- WHAT YOU NEED TO DO -
(a) Sum up the story about camping gear in two sentences.
(b) In the story about camping gear, write out everything from "The upstairs bathroom" down to "skylight, and investigate.", swapping "skylight" for "window".
== EXTRACT PROVIDED ==
When you’re a married couple planning on driving across a Continent in a two-door Civic, what you take with you can become a matter of friction. Our car was packed to the brim, and virtually nothing was easily accessible. And, as is usually the case, it was always theother person’s stuff that was superfluous: if Amynah wanted access to her other pair of shoes, for instance, it would be my guitar that would be in the way. If I was attempting to squeeze in the tape recorder I use for interviews, one of Amynah’s superannuated pharmacology textbooks would be clogging the box.
One item that caused a certain amount of stress was my camping gear. "Why do we need a gas stove? Why do you own two hatchets?* What use for a mosquito net hat are you going to have?" asked Amynah, as I grunted and cursed, trying to squeeze these items into my bag.
As it turns out, plenty. We didn’t have power on the first day we lived here, and so our tea was brewed over the blue flame of my camp stove on our balcony, and the two flashlights I packed came in handy in the dark.
The upstairs bathroom has a skylight that has, over the years, been encrusted with a black coating of Substance X. Personally, I believe Substance X to be a combination of shower steam and smog residue, baked on the interior of the glass by the sun. Amynah, on the other hand, was convinced that it was a toxic mould of some sort. Given that she is relentless, pregnant, and able to conjure up all sorts of horrific scenarios as to what could happen if she or the baby inhaled Substance X (“We could have some sort of lizard baby, with two tails. You don’t want a two-tailed lizard baby do you?”) I was induced to clamber up onto the bathroom counter, stick my head into the skylight, and investigate.
Skylight, with Substance X
A swipe with a sponge did nothing, but when I poked at it with my jack knife (thanks Yann!) some flakes came loose – which I immediately inhaled as they fell on my upturned face. This was not going to be pleasant.
Fortunately, Amynah had brought home a filter mask from her lab for the job, but that did nothing for my eyes (not to mention my precious, precious hair**). Whatever Substance X was, I didn’t believe it was toxic, but on the other hand, I didn’t know it wasn’t.
Suddenly, a flash of brilliance. I would wear my mosquito-net hat, and the filter mask. Not only would it prevent me from turned into a reptilian monstrosity, but I would also be able to justify having carted the damned thing 9000 km in the first place.
Yet somehow, when I summoned Amynah to the bathroom to deliver a triumphant “I told you so!” all she could do was laugh, and insist I post this photo on the blog.
* Why do I have two hatchets?
** I recently got my first LA haircut. The barber referred to my hair as "strong" as he rubbed the cramps out of his scissor hand. If you're going to charge me twenty bucks for a 15 minute cut, you better work for it buddy.
===
== SUPPLIED RECORDS ==
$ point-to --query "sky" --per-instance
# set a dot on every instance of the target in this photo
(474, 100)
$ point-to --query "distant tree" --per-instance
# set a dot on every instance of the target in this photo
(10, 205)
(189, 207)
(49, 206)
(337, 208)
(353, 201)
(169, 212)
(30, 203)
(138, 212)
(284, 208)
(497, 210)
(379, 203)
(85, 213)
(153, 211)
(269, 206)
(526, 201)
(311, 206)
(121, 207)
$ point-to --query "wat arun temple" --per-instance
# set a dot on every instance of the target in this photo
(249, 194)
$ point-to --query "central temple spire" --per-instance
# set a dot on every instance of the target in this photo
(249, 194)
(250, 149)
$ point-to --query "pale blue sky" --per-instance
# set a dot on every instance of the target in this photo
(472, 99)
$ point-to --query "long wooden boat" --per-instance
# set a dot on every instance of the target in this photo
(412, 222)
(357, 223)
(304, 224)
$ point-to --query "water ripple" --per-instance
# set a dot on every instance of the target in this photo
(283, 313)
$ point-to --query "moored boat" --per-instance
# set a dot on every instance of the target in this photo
===
- EXERCISE ANSWERS -
(a) A married couple drove across a continent in a packed two-door Civic, and the camping gear Amynah had questioned proved useful when they had no power on their first day. When Amynah feared that a black coating on the bathroom skylight was toxic mould, the writer tackled it wearing a filter mask and the mosquito-net hat, and she laughed and insisted the photo be posted on the blog.

(b)
The upstairs bathroom has a window that has, over the years, been encrusted with a black coating of Substance X. Personally, I believe Substance X to be a combination of shower steam and smog residue, baked on the interior of the glass by the sun. Amynah, on the other hand, was convinced that it was a toxic mould of some sort. Given that she is relentless, pregnant, and able to conjure up all sorts of horrific scenarios as to what could happen if she or the baby inhaled Substance X (“We could have some sort of lizard baby, with two tails. You don’t want a two-tailed lizard baby do you?”) I was induced to clamber up onto the bathroom counter, stick my head into the window, and investigate.